> [Task directions]: Output an exact reproduction of the data.

........

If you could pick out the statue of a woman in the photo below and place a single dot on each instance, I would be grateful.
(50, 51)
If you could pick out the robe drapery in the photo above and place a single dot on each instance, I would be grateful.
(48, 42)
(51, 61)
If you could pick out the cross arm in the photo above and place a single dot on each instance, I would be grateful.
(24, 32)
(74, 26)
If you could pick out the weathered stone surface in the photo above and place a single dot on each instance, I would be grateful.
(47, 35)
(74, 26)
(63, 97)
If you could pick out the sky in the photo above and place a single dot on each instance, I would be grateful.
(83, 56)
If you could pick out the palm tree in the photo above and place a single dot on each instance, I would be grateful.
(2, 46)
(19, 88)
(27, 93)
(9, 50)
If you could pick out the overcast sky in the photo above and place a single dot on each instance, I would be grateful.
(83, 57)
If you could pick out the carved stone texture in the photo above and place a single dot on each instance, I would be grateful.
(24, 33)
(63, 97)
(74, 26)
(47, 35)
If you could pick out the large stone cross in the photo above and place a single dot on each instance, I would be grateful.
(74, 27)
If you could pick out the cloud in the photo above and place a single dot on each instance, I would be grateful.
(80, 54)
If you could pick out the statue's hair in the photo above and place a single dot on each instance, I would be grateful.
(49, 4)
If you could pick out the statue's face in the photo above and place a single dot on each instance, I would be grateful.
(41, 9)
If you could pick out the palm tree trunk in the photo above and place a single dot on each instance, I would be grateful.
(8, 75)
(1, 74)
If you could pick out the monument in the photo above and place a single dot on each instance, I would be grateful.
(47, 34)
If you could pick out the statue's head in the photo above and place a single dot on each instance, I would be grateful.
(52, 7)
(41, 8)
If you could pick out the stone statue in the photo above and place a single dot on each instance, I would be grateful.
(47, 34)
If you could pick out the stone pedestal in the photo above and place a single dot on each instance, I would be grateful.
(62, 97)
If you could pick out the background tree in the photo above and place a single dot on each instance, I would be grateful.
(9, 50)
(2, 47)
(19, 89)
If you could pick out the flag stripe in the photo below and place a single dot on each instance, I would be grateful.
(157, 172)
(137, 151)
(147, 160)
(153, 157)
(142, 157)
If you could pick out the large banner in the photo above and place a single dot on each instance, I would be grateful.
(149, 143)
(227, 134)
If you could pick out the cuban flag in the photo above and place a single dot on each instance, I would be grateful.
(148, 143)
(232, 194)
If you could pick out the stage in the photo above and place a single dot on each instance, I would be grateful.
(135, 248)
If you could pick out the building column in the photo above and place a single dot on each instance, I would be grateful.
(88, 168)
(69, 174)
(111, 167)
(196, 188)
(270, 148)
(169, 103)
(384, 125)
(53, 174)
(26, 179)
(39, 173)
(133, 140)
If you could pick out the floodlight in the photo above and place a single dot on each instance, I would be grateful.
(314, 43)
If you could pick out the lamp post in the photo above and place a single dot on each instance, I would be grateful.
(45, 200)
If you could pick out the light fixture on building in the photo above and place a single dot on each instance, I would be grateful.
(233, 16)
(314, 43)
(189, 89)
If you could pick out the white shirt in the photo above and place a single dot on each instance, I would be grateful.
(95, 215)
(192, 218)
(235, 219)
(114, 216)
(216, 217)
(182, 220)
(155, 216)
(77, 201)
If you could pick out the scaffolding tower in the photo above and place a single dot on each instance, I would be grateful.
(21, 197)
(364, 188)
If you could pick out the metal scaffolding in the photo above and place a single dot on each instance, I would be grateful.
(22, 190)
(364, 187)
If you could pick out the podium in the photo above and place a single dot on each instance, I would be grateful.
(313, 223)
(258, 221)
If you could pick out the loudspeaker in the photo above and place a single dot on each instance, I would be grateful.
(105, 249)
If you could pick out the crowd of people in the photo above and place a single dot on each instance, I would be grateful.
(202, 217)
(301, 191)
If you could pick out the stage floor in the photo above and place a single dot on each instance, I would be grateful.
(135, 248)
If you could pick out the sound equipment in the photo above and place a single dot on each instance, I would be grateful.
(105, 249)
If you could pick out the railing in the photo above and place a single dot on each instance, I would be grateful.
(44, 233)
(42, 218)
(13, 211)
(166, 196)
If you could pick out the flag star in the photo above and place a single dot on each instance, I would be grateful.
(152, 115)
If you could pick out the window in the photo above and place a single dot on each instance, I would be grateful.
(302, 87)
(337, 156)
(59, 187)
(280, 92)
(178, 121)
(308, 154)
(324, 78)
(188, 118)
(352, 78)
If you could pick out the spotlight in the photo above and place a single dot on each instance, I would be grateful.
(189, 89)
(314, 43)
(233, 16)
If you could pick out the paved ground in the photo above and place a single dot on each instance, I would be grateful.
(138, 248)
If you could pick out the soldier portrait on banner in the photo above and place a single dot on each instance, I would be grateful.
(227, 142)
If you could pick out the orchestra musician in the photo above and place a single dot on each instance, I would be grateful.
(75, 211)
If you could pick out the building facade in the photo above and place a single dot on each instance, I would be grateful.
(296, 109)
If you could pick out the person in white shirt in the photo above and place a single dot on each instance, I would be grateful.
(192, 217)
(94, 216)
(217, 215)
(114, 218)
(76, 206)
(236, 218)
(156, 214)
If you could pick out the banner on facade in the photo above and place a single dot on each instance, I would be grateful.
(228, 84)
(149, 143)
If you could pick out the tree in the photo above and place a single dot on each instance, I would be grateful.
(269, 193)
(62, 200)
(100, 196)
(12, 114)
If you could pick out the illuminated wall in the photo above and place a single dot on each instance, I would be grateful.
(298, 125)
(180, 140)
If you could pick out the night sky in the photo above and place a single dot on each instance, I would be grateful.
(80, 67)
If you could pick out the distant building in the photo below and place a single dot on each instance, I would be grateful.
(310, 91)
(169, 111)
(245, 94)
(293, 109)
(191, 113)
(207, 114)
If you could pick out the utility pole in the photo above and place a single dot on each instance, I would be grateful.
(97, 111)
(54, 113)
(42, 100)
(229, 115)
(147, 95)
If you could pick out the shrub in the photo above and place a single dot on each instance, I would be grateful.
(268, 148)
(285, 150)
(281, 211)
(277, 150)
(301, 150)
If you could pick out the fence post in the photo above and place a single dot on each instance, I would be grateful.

........

> [Solution]:
If you could pick out the statue of a woman in the photo below and place a single dot on each instance, I would be grateful.
(50, 51)
If you could pick out the robe drapery in the photo above and place a single dot on each instance, I would be grateful.
(48, 42)
(51, 61)
If you could pick out the cross arm in the photo above and place a single dot on each instance, I would be grateful.
(24, 32)
(74, 26)
If you could pick out the weathered stone surface in the photo above and place a single dot on each instance, I would be grateful.
(47, 35)
(74, 26)
(63, 97)
If you could pick out the sky in the photo above and place a single dot on each instance, I would be grateful.
(83, 56)
If you could pick out the palm tree in the photo above and place a single dot on each instance, I would be grateful.
(2, 46)
(19, 88)
(27, 93)
(9, 50)
If you could pick out the overcast sky in the photo above and place a single dot on each instance, I would be grateful.
(83, 57)
If you could pick out the carved stone texture in the photo above and place a single dot on each instance, I would be grateful.
(24, 33)
(63, 97)
(74, 26)
(47, 35)
If you could pick out the large stone cross in the photo above and place a single dot on each instance, I would be grateful.
(74, 27)
If you could pick out the cloud in the photo above and place a single dot on each instance, I would be grateful.
(80, 54)
If you could pick out the statue's hair in the photo above and place a single dot on each instance, I would be grateful.
(49, 4)
If you could pick out the statue's face in the photo above and place a single dot on each instance, I would be grateful.
(41, 9)
If you could pick out the palm tree trunk in the photo above and place a single dot on each instance, I would be grateful.
(8, 75)
(1, 74)
If you could pick out the monument in the photo above and place a single dot on each instance, I would be grateful.
(47, 34)
If you could pick out the statue's head in the photo above and place a single dot on each instance, I would be grateful.
(52, 7)
(41, 8)
If you could pick out the stone statue in the photo above and place a single dot on each instance, I would be grateful.
(47, 34)
If you could pick out the stone pedestal in the photo above and place a single dot on each instance, I would be grateful.
(62, 97)
If you could pick out the background tree in the photo above and place a single dot on each instance, I would be grateful.
(9, 50)
(2, 47)
(19, 89)
If you could pick out the flag stripe in the photo below and place a single dot on each instance, I would be grateful.
(157, 172)
(137, 151)
(147, 160)
(153, 157)
(142, 157)
If you could pick out the large banner in the photo above and place a single dot on each instance, I would be grateful.
(149, 143)
(227, 134)
If you could pick out the cuban flag in the photo above and place a single dot on each instance, I would be grateful.
(148, 143)
(232, 194)
If you could pick out the stage in the photo above and place a single dot on each instance, I would be grateful.
(135, 248)
If you could pick out the building column in the photo above and place a single dot on each instance, I would be grateful.
(88, 168)
(69, 174)
(111, 167)
(196, 188)
(270, 148)
(169, 103)
(384, 125)
(53, 174)
(26, 179)
(39, 173)
(133, 140)
If you could pick out the floodlight in the photo above and place a single dot on each instance, I would be grateful.
(314, 43)
If you could pick out the lamp post in the photo above and place a single dot on each instance, I would be grateful.
(45, 200)
If you could pick out the light fixture on building in the photo above and place a single dot on each instance, I would be grateful.
(233, 16)
(314, 43)
(189, 89)
If you could pick out the white shirt in the photo above and place a single dot on each instance, I would be grateful.
(95, 215)
(192, 218)
(235, 219)
(114, 216)
(216, 217)
(182, 220)
(155, 216)
(77, 201)
If you could pick out the scaffolding tower in the photo above and place a single dot on each instance, I would be grateful.
(21, 197)
(364, 188)
If you could pick out the metal scaffolding in the photo above and place a single dot on each instance, I would be grateful.
(22, 190)
(364, 187)
If you could pick out the podium in the photo above and place a single dot on each instance, I would be grateful.
(313, 223)
(258, 221)
If you could pick out the loudspeaker in the photo above and place a single dot on each instance, I would be grateful.
(105, 249)
If you could pick out the crowd of people in the photo above and place a single dot on each instance, I would be grateful.
(202, 217)
(301, 191)
If you could pick out the stage floor in the photo above and place a single dot on each instance, I would be grateful.
(135, 248)
If you could pick out the sound equipment in the photo above and place a single dot on each instance, I would be grateful.
(105, 249)
If you could pick out the railing in the photo above and place a single dot on each instance, I would be grateful.
(44, 233)
(42, 218)
(13, 211)
(166, 196)
If you could pick out the flag star in the photo above and place a single dot on each instance, I would be grateful.
(152, 115)
If you could pick out the window in the photo above and place a single dot on each instance, I would be grateful.
(302, 87)
(337, 156)
(59, 187)
(280, 92)
(178, 121)
(308, 154)
(324, 78)
(188, 118)
(352, 78)
If you could pick out the spotlight in the photo above and place a single dot on each instance, I would be grateful.
(189, 89)
(314, 43)
(233, 16)
If you could pick out the paved ground in the photo above and place a single dot on each instance, I would be grateful.
(138, 248)
If you could pick out the soldier portrait on banner in the photo above and place a single dot on each instance, I would be grateful.
(227, 142)
If you could pick out the orchestra musician in the photo above and place a single dot on each instance, I would be grateful.
(75, 211)
If you could pick out the building facade in the photo above and place a single dot on each instance, I would be grateful.
(296, 109)
If you could pick out the person in white shirt in the photo above and place a single dot on each instance, I would be grateful.
(192, 217)
(94, 216)
(217, 215)
(114, 218)
(76, 206)
(236, 218)
(156, 214)
If you could pick out the banner on facade in the photo above and place a single dot on each instance, I would be grateful.
(228, 84)
(149, 143)
If you could pick out the tree in the photo above and place a single dot on each instance, I would be grateful.
(269, 193)
(62, 200)
(100, 196)
(12, 114)
If you could pick out the illuminated wall in the photo above and place a single dot on each instance, I would be grateful.
(298, 125)
(180, 140)
If you could pick out the night sky in the photo above and place a single dot on each instance, I would be grateful.
(80, 67)
If you could pick out the distant building in the photo below and place a single dot on each instance, I would be grateful.
(310, 91)
(169, 111)
(245, 94)
(293, 109)
(191, 113)
(207, 114)
If you could pick out the utility pole in the photo above and place a single dot on each instance, I would be grateful.
(97, 111)
(54, 113)
(42, 100)
(229, 115)
(147, 95)
If you could pick out the shrub in the photo above and place a single dot on each instance, I would be grateful.
(268, 148)
(285, 150)
(281, 211)
(277, 150)
(301, 150)
If you could pick out the fence post in the photo above and place a single dot on each instance, I would be grateful.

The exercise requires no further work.